» **WRITTEN EXERCISE 1**:
According to the driver discussion, why does the 206 need a shelving filter rather than BSC?

» **SELECTION**:
----
With that in mind, I think I will be going with the G Chang with either the 207E or 206E with 4 ohms of series resistance. I want to do the G Chang because it will be a somewhat simple build. I still have to decide on which driver to go with, the 206 or 207. I like the idea of the 207 being a bit smoother, but I don't want it to be dull to where a tweeter will be needed. But I have also read that the 206 can be a bit "in your face". Maybe with a little series resistance and quite possibly BSC will take care of that.

BTW, I got my ideas (the differences) of each driver from this recent thread... Fostex FE206/207 or others

Your thoughts please! My head is hurting from all of this research and trying to figure out what driver to go with.
 
If you don't mind loosing some efficiency, then go with the 206, plus phase plugs, or buy them from Dave fully modified. However you will probably need a circuit on it; not BSC, the cabinet sorts that out for you, but a shelving filter due to the driver's naturally rising response which the horns are too small to attenuate.
 
You'll loose a little compared to the factory claims if you added a shelving filter -published sensitivity is usually taken as an average, or at a specific point in the FR; preferably from the manufacturers POV one that'll look good on paper.

All other things being equal, I like bigger motors as you've inherently more flexibility. Even though you'll loose some of the benefits by adding some passive components, there's still some advantages to having that big old lump bolted to the back of the driver. More to it than that of course & the key is 'all other things being equal', which they seldom are. For e.g. (and if you'll forgive a slight digression), in a box designed for the 127, I'd always go for the 127, rather than a 126 with series resistance, primarily because the former has a bit more excursion & a more benign break-up behaviour in such loads. And so on & so forth.

If you bought the raw drivers, I'd spend a little extra time tweaking it up though. If you want to get the best from the 206, phase plugs are almost mandatory, and damping the frame & motor reaps rewards.
----
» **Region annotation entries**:
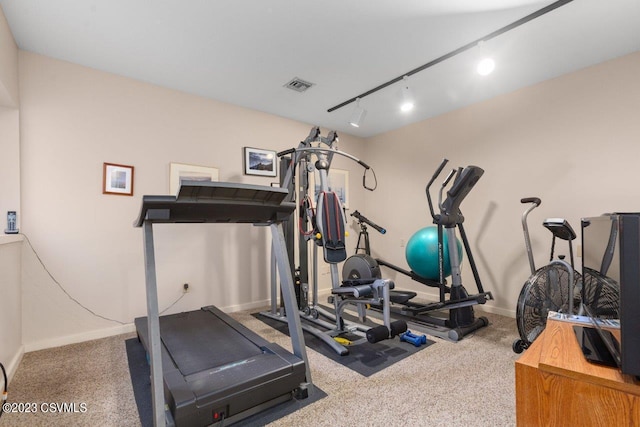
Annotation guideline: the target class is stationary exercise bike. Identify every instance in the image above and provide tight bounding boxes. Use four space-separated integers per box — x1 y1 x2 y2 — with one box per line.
512 197 581 353
343 159 493 341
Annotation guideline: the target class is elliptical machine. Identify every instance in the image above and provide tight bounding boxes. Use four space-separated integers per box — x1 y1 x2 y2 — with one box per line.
343 159 493 341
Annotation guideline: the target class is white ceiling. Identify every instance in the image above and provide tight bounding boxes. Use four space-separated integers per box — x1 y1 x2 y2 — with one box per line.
0 0 640 137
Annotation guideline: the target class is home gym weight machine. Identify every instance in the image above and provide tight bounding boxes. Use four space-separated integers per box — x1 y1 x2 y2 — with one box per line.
261 127 407 355
343 159 493 341
134 181 313 426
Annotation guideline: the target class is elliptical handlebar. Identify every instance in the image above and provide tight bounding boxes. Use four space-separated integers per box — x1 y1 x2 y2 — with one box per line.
520 197 542 274
351 210 387 234
425 159 450 220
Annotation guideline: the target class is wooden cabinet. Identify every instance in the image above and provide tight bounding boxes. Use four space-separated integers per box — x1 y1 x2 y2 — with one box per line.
515 319 640 427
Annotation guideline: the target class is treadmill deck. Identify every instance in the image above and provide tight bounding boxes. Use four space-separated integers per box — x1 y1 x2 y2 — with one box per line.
135 306 305 426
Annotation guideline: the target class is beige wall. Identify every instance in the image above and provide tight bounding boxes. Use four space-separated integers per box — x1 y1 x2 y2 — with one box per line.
20 51 370 349
0 2 23 385
0 7 19 107
366 53 640 315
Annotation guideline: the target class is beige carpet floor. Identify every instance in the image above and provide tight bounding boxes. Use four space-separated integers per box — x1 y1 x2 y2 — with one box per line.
0 309 518 427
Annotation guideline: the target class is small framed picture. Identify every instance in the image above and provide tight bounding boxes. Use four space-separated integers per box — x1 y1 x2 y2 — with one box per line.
244 147 278 176
102 163 133 196
169 163 219 196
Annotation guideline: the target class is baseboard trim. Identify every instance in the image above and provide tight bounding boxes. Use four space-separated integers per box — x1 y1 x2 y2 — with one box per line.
24 323 136 353
22 300 269 353
0 345 25 388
----
» **WRITTEN EXERCISE 2**:
Render the records as a two-column CSV with the columns request and answer, one row per request. Start at the line containing "Annotation guideline: the target class is baseboard" and end at the end of the records. Put each field in quotes and turn its line breaks into spaces.

» **EXERCISE RESPONSE 1**:
BSC isn't needed because the cabinet takes care of that. A shelving filter is needed because the driver has a naturally rising response, and the horns are too small to attenuate it.

» **EXERCISE RESPONSE 2**:
request,answer
"Annotation guideline: the target class is baseboard trim. Identify every instance in the image above and provide tight bounding boxes. Use four space-separated integers per box — x1 y1 x2 y2 — with one box per line.","24 323 136 353 22 300 269 353 0 345 25 388"